**AIM**
Copy out the material word for word, from the line containing "Please segment every instance of the navy" through the end, both ends included.

**INFORMATION PROVIDED**
* * *

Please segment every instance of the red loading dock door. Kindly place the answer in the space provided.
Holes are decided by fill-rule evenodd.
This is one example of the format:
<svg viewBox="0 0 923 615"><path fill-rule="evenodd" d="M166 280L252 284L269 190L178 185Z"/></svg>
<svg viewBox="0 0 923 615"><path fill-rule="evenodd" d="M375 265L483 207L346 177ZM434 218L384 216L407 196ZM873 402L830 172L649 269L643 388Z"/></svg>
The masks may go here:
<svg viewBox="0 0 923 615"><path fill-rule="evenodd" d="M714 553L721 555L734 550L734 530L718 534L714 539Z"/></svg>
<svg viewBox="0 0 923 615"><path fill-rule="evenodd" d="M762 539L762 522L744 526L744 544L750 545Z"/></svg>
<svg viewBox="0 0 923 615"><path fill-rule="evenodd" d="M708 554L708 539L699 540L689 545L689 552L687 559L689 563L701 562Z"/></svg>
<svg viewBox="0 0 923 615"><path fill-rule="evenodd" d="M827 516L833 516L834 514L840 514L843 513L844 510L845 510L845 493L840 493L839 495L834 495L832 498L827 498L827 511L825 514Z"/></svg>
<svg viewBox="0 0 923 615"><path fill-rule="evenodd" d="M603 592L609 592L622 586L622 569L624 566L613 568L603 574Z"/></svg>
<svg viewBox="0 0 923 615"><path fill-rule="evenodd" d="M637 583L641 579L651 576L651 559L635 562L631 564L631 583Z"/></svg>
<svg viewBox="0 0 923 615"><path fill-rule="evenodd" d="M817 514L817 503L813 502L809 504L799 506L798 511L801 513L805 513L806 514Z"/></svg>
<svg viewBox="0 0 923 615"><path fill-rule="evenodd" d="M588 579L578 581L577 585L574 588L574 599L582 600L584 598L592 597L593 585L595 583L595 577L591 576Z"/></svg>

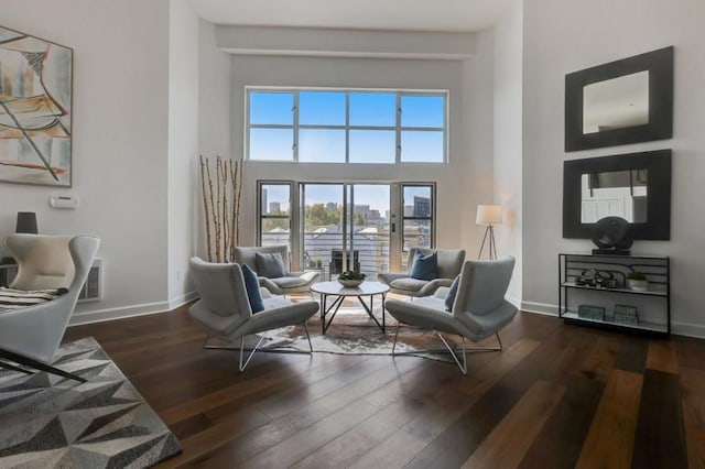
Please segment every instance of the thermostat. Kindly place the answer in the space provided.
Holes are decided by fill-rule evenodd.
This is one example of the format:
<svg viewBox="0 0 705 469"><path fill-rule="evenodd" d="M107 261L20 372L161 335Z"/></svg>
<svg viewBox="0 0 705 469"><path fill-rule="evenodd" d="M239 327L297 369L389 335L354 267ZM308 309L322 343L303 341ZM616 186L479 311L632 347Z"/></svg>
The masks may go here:
<svg viewBox="0 0 705 469"><path fill-rule="evenodd" d="M74 195L51 196L48 205L52 208L76 208L78 207L78 197Z"/></svg>

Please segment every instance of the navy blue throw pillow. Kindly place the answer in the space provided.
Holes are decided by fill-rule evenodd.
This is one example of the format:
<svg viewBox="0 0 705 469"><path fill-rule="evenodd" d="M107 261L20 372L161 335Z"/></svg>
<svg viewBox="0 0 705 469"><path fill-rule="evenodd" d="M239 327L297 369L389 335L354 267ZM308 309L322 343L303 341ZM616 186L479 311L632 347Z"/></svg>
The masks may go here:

* * *

**FULL SOLUTION**
Please segment every instance of the navy blue throw pillow. Kindly place the answer in the space provided.
Holes are decided by fill-rule evenodd.
This is one example of the format:
<svg viewBox="0 0 705 469"><path fill-rule="evenodd" d="M107 261L20 372L161 335Z"/></svg>
<svg viewBox="0 0 705 469"><path fill-rule="evenodd" d="M239 327L297 369L389 335L354 267ZM308 309L322 343L303 341ZM616 186L479 311L632 347Z"/></svg>
The masks may go here:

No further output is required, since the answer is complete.